### Testo scelto
────────────────────
È uscito nelle scorse settimane “Schermi, sogni e spettri. Cinema e televisione”, secondo dei quattro volumi con cui Minimum Fax sta pubblicando la traduzione (a cura di Vincenzo Perna) degli scritti dello storico blog K-Punk di Fisher. Un’occasione per fare il punto sul cantiere teorico rappresentato dal pensiero di Fisher

1. «Perché ho aperto questo blog? Perché sembrava uno spazio – l’unico spazio in cui era possibile portare avanti il genere di discorso che era iniziato nella stampa musicale e nelle art school, ma che era quasi del tutto scomparso, con quelle che ritengo conseguenze culturali e politiche terribili».

Così comincia l’antologia in quattro volumi che raccoglie, oltre a qualche breve articolo apparso su riviste varie, i post di Mark Fisher sul suo storico blog K-punk. In Italia, il primo volume dedicato agli scritti politici, Il nostro desiderio è senza nome, è uscito all’inizio del 2020 e il secondo, Schermi, sogni e spettri. Cinema e televisione, poche settimane fa (in entrambi i casi la traduzione è di Vincenzo Perna per i tipi di minimum fax).

2. È impossibile negare che intorno alla CCRU – e a ciò che ne è seguito dopo la sua fine, blog di Fisher incluso – si è andata formando una mitologia che emana un vago sapore di cella frigorifera e di teatro anatomico. Anche nella coscienza culturale italiana, il gruppo para-accademico, nato in uno stanzino dell’università di Warwick e ucciso dal Millenium bug, sta diventando, con i suoi transfughi, discendenti ed epigoni, uno stimolo che evoca immediatamente associazioni molto specifiche: gli anni ’90 trasfigurati da uno sconvolgimento epocale, lo shock della realtà aumentata della e dalla rete, gli amen break, il cyberpunk di Ballard e Gibson, la morte della filosofia rispettabile sotto i colpi di una nuova teoria pulp

3. Queste associazioni, però, non ci pare affrontino il problema; stanno anzi diventando un ulteriore problema visto che ritornano sotto forma di cliché. Liberate progressivamente da ogni funzione connotativa e descrittiva, tali associazioni si stanno infatti trasformando, giorno dopo giorno, in un autentico luogo comune, fatto di corrispondenze immediate e irriflesse. Un ennesimo manierismo teorico, insomma, non dissimile dalla febbre epidemica scatenata dal Mal di Francoforte prima e dalla Sindrome della Decostruzione poi, febbre i cui miasmi ed effluvi minacciano di ammorbare – laddove non lo abbiano già fatto – l’atmosfera di aule universitarie, occupate o meno, virtuali o in presenza.

«La realtà ha subito un’alterazione fondamentale, e il problema va affrontato, non negato» (p. 240). In effetti, «campi di prigionia e caffetterie coesistono senza problemi» (p. 142).

«La “realtà” così definita è rilevante più per ciò di cui manca che per ogni altra proprietà positiva che si ritiene possegga. E ciò che manca è prima di tutto la fantasia. O meglio gli oggetti di fantasia. Un tempo guardavamo alla cultura di massa perché sapeva produrre oggetti di fantasia. Oggi invece ci viene chiesto di “identificarci con” il soggetto che fantastica» (p. 71).
────────────────────
(Dati sul posizionamento dei punti)
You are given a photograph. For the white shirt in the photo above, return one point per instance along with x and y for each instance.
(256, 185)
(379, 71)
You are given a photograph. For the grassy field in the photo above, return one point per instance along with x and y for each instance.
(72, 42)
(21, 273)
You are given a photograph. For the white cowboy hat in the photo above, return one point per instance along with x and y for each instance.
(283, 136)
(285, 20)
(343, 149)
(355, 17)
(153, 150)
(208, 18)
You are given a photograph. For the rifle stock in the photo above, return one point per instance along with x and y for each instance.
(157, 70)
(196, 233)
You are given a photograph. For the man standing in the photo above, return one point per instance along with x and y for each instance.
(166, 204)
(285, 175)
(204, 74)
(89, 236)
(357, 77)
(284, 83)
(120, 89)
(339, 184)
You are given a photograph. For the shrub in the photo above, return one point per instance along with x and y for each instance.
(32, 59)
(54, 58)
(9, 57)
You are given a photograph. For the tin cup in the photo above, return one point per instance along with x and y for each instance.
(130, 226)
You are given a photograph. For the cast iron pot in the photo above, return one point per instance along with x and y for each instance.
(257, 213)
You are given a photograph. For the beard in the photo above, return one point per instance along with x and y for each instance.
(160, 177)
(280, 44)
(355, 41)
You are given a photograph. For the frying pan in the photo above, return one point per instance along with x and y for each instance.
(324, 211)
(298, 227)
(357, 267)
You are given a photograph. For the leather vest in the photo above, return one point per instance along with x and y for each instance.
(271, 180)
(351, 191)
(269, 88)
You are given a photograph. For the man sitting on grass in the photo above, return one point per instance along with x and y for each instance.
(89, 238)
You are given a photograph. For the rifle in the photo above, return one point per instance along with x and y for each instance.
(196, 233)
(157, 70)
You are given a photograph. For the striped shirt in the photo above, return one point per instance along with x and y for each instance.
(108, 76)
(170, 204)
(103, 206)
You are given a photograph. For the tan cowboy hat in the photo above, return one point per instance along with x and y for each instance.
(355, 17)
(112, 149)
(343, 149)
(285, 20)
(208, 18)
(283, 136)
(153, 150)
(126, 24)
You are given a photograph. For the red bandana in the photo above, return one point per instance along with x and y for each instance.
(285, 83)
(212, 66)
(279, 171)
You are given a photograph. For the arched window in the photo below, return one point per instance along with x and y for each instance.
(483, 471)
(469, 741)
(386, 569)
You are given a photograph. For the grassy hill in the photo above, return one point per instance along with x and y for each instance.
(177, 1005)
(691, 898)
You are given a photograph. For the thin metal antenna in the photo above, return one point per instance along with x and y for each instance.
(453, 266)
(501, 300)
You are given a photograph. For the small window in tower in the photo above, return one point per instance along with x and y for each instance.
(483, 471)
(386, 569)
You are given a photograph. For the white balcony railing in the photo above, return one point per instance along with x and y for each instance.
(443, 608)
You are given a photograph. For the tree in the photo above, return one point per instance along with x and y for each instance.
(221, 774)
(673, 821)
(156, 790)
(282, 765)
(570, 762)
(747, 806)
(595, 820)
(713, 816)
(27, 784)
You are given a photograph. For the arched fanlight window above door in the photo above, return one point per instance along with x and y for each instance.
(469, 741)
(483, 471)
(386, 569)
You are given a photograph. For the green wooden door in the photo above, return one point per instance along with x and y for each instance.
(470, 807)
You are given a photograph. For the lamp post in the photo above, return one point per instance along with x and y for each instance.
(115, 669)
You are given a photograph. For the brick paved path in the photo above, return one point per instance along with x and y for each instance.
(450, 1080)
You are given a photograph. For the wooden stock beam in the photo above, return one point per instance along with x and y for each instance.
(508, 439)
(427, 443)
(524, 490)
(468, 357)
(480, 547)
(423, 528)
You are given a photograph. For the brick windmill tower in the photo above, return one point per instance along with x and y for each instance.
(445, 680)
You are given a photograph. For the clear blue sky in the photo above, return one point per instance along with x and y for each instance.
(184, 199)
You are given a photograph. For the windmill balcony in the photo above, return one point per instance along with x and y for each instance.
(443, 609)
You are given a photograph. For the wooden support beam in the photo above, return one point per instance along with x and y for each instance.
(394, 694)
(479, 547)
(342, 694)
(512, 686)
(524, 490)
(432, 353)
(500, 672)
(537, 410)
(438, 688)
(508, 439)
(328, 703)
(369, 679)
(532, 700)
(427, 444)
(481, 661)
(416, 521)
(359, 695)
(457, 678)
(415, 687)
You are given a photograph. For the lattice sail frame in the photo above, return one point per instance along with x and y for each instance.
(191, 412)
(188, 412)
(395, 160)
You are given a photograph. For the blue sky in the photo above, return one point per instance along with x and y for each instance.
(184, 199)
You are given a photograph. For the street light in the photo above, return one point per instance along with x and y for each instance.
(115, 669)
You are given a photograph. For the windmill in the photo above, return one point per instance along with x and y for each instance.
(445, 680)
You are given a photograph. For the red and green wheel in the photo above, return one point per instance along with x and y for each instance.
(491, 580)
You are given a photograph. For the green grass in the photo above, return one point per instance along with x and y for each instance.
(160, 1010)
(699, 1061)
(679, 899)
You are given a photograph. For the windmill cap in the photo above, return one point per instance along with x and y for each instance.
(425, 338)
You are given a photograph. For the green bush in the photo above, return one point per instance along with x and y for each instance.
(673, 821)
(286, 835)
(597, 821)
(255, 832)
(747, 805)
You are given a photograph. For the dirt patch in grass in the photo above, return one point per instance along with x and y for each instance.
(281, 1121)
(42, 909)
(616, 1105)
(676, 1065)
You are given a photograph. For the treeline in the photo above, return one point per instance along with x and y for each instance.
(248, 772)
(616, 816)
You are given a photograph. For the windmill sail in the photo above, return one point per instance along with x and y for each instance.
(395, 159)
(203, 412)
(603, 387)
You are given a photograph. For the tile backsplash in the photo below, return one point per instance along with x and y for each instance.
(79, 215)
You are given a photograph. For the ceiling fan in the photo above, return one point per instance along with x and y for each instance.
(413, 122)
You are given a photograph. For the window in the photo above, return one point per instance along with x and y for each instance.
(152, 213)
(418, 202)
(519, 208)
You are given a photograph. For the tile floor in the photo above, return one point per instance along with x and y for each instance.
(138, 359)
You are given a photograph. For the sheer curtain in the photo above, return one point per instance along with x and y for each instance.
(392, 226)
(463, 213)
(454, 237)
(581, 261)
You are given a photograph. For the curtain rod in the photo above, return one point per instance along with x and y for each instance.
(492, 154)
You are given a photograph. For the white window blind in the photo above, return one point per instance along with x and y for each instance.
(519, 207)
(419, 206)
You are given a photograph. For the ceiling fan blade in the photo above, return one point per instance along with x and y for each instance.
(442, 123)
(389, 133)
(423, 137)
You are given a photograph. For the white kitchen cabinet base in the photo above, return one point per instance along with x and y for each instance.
────────────────────
### Lavoro richiesto
Traduci in inglese questa frase del testo sul blog K-punk di Mark Fisher: «Un tempo guardavamo alla cultura di massa perché sapeva produrre oggetti di fantasia.»

### Soluzione
We used to look to mass culture because it knew how to produce objects of fantasy.